Clay, the self-obsessed pretty-boy of Less Than Zero, is now a self-obsessed middle-aged screenwriter recently returned to Hollywood to cast his latest film. He’s almost immediately drawn back into the sordid world of his old friends and lovers, meets a superficially gorgeous young actress who is clearly using him as much as he’s using her.
But some of his acquaintances are involved in something big and ugly and dangerous, and when Clay begins getting threatening text messages and spotting a mysterious black vehicle parked in front of his building, he begins a downward spiral of violence and paranoia. Old friends wind up dead. New friends begin acting shiftily. And Clay begins to realize that his own life could be forfeit in a game where there are no rules.
If that synopsis sounds vague, well… it is. The plot of Imperial Bedrooms doesn’t hinge on concrete events so much as gradual stumbles downward into… what? There are no real answers in this book, just as the questions themselves are only half-formed. The real story is Clay’s ever-increasing paranoia and unreliability as a narrator, back dropped against a strange and uncertain version of L.A. and populated by a cast of characters that slink through his life like sinister shadows. The lines between what’s real and imagined become increasingly thin-- hinted at in even the first chapter, when Clay tells us about the movie Less Than Zero, based only loosely on the “real events”.
Imperial Bedrooms is an uneasy book, and Ellis is his usual fearless self. Recommended.

★ ★ ★

→ Set exercise a
Reproduce the passage of the Imperial Bedrooms review starting at "Clay, the self-obsessed" and ending at "are no rules.".

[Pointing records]
★ ★ ★

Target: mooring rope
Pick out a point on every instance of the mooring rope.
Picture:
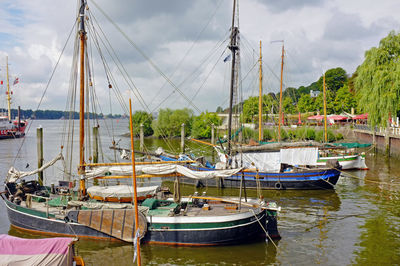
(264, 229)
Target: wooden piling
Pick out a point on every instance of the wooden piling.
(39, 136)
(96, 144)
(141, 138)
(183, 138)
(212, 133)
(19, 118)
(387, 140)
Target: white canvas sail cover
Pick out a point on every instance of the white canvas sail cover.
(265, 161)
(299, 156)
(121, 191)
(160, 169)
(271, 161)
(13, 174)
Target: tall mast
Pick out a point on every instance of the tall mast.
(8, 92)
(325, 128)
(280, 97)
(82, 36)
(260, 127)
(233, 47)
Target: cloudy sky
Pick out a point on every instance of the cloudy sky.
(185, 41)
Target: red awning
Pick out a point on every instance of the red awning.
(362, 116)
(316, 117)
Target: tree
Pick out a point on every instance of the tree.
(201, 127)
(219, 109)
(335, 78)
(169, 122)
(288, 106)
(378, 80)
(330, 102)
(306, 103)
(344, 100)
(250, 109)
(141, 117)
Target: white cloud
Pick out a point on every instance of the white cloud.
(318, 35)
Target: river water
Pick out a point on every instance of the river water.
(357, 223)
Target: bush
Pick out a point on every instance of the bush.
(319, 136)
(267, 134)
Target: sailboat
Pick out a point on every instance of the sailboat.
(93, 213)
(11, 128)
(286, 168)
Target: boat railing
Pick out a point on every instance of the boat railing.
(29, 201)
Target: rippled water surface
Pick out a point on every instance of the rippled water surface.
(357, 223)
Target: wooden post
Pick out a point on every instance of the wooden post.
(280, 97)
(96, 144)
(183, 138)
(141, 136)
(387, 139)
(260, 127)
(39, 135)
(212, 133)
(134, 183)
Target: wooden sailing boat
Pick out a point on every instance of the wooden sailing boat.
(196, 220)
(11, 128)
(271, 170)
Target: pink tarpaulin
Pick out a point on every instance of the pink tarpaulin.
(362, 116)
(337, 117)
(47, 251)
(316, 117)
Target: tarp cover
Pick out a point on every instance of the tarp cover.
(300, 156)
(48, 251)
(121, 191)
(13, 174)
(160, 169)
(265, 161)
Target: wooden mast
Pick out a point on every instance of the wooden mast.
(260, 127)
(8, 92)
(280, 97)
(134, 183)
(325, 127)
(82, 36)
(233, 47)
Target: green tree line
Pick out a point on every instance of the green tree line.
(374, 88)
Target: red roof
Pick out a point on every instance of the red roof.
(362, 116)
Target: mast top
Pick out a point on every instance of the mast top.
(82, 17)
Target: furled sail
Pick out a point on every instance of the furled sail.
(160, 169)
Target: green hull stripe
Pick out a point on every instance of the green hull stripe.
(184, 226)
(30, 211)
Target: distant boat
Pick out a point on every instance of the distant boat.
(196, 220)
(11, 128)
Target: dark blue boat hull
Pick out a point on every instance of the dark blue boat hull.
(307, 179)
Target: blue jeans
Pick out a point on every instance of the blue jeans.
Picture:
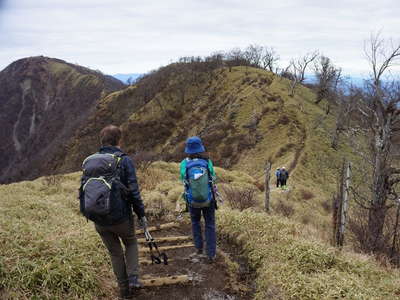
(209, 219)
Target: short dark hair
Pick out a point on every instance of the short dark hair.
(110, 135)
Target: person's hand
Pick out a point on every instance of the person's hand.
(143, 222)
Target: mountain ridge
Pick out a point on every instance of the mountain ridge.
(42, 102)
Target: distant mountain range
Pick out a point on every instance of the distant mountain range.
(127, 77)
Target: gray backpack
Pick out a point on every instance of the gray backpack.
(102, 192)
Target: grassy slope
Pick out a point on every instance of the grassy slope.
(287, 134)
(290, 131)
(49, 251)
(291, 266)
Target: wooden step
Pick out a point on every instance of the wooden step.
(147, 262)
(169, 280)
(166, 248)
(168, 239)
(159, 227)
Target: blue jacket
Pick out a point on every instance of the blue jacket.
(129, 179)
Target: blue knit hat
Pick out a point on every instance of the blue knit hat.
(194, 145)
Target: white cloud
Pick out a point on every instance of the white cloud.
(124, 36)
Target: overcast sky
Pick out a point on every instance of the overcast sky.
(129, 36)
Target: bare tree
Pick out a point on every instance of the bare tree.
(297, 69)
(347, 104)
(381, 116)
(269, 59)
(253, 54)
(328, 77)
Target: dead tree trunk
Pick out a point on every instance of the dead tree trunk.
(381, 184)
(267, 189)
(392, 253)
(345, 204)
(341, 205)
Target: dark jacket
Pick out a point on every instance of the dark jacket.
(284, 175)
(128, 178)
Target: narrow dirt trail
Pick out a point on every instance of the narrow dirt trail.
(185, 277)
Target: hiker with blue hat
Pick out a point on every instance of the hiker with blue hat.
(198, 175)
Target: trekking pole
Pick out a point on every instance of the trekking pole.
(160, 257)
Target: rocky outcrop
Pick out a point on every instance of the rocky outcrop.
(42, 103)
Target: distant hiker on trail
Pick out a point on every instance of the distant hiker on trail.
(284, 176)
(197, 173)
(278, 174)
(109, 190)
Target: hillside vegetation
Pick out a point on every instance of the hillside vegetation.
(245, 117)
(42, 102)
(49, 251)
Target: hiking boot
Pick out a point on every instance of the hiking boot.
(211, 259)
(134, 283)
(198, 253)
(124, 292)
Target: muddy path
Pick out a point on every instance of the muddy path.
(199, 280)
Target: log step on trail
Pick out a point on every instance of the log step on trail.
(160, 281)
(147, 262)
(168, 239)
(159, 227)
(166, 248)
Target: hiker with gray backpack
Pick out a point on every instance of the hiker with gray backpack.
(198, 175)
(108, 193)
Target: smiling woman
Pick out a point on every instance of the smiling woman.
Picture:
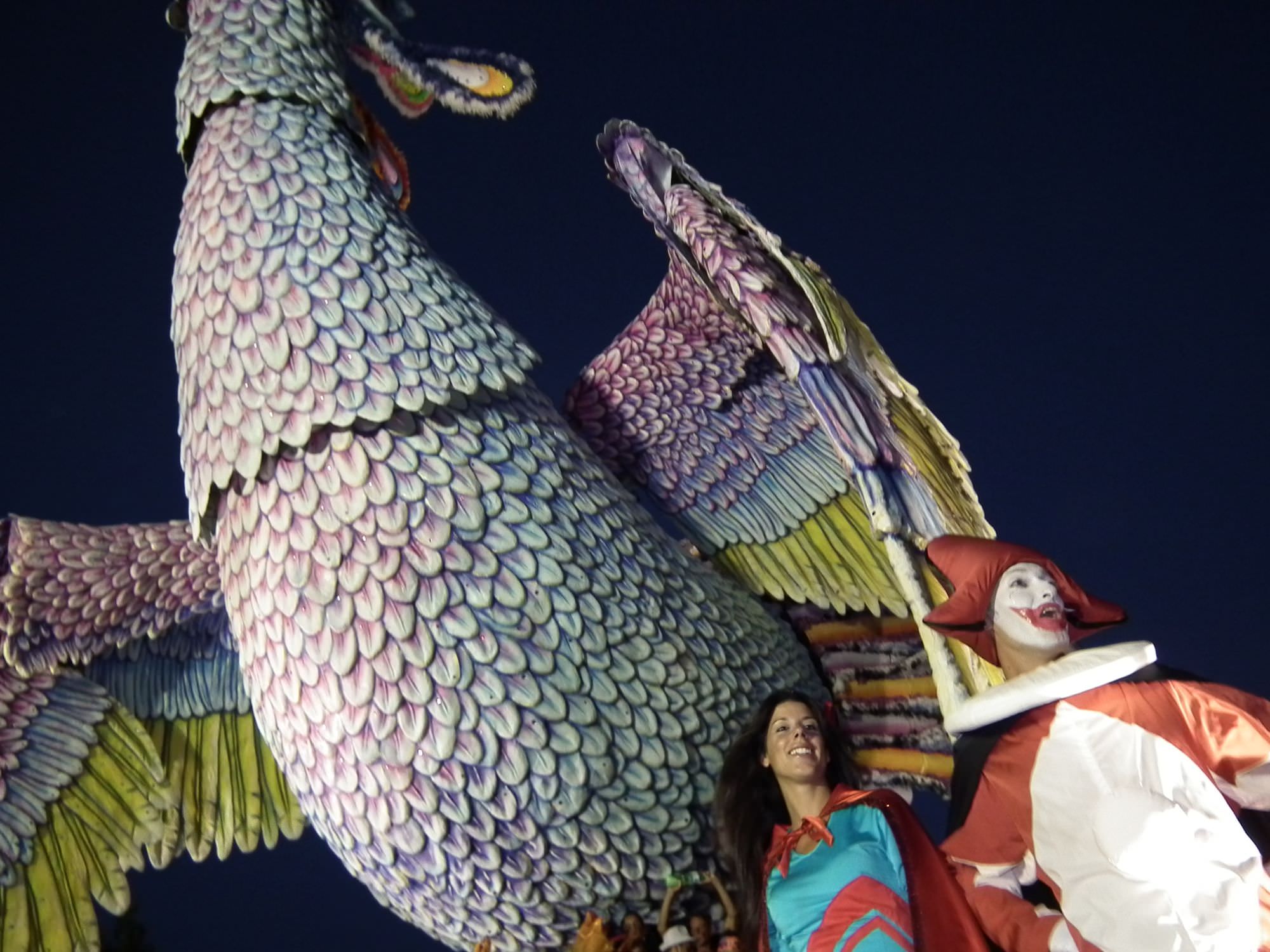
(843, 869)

★ ★ ★

→ Set exercise b
Return every line of the entries that contains the string "surface", matching case.

→ Final answer a
Clay, the self-obsessed pretty-boy of Less Than Zero, is now a self-obsessed middle-aged screenwriter recently returned to Hollywood to cast his latest film. He’s almost immediately drawn back into the sordid world of his old friends and lovers, meets a superficially gorgeous young actress who is clearly using him as much as he’s using her.
But some of his acquaintances are involved in something big and ugly and dangerous, and when Clay begins getting threatening text messages and spotting a mysterious black vehicle parked in front of his building, he begins a downward spiral of violence and paranoia. Old friends wind up dead. New friends begin acting shiftily. And Clay begins to realize that his own life could be forfeit in a game where there are no rules.

→ Final answer b
Target: rippled water surface
Pick out a point on every instance of the rippled water surface.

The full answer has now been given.